(Einträge zur Regionsannotation)
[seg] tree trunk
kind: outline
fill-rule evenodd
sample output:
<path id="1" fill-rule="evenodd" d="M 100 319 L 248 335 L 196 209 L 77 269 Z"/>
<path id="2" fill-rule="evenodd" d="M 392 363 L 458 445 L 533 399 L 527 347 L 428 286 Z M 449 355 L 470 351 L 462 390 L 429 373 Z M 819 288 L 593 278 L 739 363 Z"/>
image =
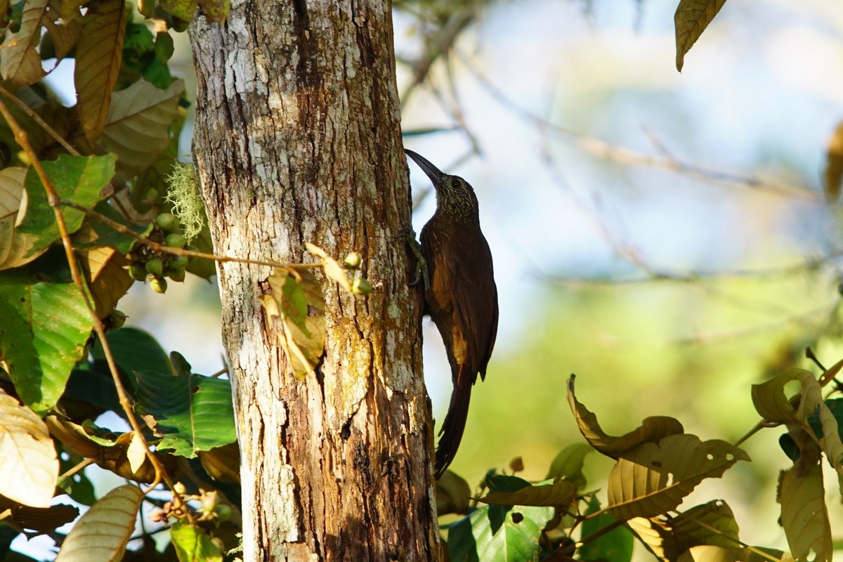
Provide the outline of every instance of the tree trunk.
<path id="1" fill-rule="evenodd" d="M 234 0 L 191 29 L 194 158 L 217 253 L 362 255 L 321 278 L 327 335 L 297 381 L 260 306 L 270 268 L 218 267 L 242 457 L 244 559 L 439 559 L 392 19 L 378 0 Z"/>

---

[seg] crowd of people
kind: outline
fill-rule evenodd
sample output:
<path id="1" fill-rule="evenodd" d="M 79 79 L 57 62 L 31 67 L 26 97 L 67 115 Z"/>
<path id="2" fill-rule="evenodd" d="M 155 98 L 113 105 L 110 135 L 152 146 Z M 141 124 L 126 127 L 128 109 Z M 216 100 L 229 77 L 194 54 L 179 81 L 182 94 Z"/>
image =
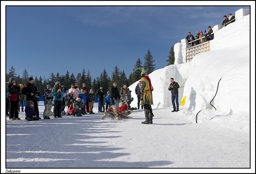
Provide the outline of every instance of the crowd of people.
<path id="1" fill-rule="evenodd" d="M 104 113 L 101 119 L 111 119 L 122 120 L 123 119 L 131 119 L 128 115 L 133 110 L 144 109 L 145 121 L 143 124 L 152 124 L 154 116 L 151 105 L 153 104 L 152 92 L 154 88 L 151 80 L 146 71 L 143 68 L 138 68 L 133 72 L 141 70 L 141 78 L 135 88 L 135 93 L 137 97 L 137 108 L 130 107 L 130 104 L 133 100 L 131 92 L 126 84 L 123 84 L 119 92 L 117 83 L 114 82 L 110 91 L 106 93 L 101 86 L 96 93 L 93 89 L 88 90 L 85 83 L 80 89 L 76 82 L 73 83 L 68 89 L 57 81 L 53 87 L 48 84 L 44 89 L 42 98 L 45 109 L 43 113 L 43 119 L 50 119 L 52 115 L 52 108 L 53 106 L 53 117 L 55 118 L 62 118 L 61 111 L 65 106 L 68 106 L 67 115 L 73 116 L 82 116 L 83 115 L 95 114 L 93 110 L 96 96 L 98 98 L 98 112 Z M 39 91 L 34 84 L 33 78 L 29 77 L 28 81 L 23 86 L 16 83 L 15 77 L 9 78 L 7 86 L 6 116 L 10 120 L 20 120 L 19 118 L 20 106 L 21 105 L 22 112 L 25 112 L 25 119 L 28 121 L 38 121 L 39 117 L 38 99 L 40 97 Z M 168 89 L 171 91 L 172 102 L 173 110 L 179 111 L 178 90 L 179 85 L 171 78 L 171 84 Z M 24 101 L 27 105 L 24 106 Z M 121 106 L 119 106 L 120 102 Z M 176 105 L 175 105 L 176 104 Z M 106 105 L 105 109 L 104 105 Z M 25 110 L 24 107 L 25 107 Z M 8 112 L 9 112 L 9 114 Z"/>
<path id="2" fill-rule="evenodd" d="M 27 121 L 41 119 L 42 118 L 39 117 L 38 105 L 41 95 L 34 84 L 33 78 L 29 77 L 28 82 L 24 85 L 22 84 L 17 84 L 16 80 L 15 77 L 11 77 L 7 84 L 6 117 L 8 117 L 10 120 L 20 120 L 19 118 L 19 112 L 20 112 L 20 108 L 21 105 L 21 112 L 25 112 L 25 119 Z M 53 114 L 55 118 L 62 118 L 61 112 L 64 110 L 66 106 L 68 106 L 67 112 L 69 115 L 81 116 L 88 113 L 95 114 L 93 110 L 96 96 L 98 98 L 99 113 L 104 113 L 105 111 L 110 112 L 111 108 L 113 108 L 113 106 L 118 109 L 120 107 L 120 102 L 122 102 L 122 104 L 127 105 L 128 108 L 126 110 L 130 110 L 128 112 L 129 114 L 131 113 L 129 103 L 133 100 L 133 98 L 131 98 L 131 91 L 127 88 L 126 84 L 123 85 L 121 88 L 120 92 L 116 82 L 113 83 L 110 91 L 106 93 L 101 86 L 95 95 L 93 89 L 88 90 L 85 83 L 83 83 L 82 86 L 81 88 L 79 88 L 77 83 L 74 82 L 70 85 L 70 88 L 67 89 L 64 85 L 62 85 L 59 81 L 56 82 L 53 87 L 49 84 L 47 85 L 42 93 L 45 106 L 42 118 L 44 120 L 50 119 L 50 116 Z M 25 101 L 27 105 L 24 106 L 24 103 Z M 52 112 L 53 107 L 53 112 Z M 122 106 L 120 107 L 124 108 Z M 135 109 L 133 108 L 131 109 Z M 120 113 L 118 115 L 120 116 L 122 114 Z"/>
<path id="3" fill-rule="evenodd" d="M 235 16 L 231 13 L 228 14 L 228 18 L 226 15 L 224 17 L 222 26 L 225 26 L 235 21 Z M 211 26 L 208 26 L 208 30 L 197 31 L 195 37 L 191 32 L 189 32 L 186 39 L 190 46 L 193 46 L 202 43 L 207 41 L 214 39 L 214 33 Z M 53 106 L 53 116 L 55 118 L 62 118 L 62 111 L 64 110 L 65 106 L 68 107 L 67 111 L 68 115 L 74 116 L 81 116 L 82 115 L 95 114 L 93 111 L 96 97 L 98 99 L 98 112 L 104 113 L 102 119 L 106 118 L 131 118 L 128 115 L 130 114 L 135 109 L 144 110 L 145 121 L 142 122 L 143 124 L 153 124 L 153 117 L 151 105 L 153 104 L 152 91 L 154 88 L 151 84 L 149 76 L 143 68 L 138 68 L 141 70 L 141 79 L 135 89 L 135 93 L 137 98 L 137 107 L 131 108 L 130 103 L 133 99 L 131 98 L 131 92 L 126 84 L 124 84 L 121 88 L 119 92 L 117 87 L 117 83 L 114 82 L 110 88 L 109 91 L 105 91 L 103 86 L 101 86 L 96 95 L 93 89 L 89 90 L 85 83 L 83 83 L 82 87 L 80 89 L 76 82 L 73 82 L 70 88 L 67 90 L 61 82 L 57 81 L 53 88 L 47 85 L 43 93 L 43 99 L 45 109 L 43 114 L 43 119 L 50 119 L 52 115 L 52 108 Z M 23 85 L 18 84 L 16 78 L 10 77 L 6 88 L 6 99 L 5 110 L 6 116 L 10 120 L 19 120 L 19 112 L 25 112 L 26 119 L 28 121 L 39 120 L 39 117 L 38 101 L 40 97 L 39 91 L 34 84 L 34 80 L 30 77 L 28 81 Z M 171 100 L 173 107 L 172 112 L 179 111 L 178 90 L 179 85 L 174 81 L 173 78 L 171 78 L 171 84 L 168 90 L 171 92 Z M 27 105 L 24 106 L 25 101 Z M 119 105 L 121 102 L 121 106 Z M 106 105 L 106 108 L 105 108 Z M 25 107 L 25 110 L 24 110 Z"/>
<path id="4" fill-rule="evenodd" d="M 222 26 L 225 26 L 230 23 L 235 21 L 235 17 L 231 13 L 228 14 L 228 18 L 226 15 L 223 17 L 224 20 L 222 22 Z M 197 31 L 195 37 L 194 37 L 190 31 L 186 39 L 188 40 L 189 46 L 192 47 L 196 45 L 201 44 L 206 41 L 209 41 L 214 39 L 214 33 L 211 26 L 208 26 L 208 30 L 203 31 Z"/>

---

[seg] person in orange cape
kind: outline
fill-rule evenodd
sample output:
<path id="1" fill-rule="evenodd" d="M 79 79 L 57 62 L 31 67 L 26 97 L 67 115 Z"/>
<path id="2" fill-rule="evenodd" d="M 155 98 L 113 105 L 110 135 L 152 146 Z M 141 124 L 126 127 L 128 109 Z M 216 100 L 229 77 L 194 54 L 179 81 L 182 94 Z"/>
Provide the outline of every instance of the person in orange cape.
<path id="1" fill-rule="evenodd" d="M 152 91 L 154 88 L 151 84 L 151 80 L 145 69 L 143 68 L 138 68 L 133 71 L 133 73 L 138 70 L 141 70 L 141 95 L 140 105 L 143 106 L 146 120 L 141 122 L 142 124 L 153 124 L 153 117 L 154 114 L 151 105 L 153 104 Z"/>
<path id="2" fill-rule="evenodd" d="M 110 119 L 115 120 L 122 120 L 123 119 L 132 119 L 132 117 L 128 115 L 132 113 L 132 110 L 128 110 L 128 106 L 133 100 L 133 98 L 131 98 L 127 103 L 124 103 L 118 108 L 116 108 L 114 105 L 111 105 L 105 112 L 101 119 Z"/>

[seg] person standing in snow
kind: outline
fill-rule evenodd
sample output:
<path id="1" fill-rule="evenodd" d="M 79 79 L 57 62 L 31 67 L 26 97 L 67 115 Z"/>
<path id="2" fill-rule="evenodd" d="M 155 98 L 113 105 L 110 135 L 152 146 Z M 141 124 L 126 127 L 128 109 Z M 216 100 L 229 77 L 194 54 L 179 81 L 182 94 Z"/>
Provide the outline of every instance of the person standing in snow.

= ANWEISUNG =
Gib die Zeilen wortgetreu aus. Beginne bei der Zeile, die „[seg] person in orange cape“ enthält, und höre nach der Zeile auf, die „110 119 L 115“ enthält.

= LÖSUNG =
[seg] person in orange cape
kind: outline
fill-rule evenodd
sample output:
<path id="1" fill-rule="evenodd" d="M 79 79 L 57 62 L 31 67 L 26 97 L 67 115 Z"/>
<path id="2" fill-rule="evenodd" d="M 155 98 L 113 105 L 110 135 L 152 146 Z M 141 124 L 126 127 L 128 109 Z M 216 100 L 229 77 L 194 54 L 179 81 L 182 94 Z"/>
Provide the outline of every instance of the person in orange cape.
<path id="1" fill-rule="evenodd" d="M 152 91 L 154 88 L 151 84 L 151 80 L 145 69 L 143 68 L 138 68 L 133 71 L 133 73 L 138 70 L 141 70 L 141 95 L 140 105 L 143 106 L 146 120 L 141 122 L 142 124 L 153 124 L 153 117 L 154 114 L 151 105 L 153 104 Z"/>
<path id="2" fill-rule="evenodd" d="M 110 119 L 115 120 L 122 120 L 123 119 L 132 119 L 132 117 L 128 115 L 132 113 L 132 110 L 128 110 L 128 106 L 133 100 L 133 98 L 131 98 L 127 103 L 124 103 L 118 108 L 116 108 L 114 105 L 111 105 L 105 112 L 101 119 Z"/>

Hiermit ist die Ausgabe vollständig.